### Task details
Return every line of the data exactly as it appears.

### Material for the task
>>>>

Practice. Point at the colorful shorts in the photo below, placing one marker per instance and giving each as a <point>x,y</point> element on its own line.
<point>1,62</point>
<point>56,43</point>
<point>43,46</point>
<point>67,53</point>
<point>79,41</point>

<<<<

### Answer space
Practice. Point at the colorful shorts in the photo below, placing one marker per instance and giving each as a <point>x,y</point> element on its own line.
<point>1,62</point>
<point>56,43</point>
<point>43,46</point>
<point>67,53</point>
<point>79,41</point>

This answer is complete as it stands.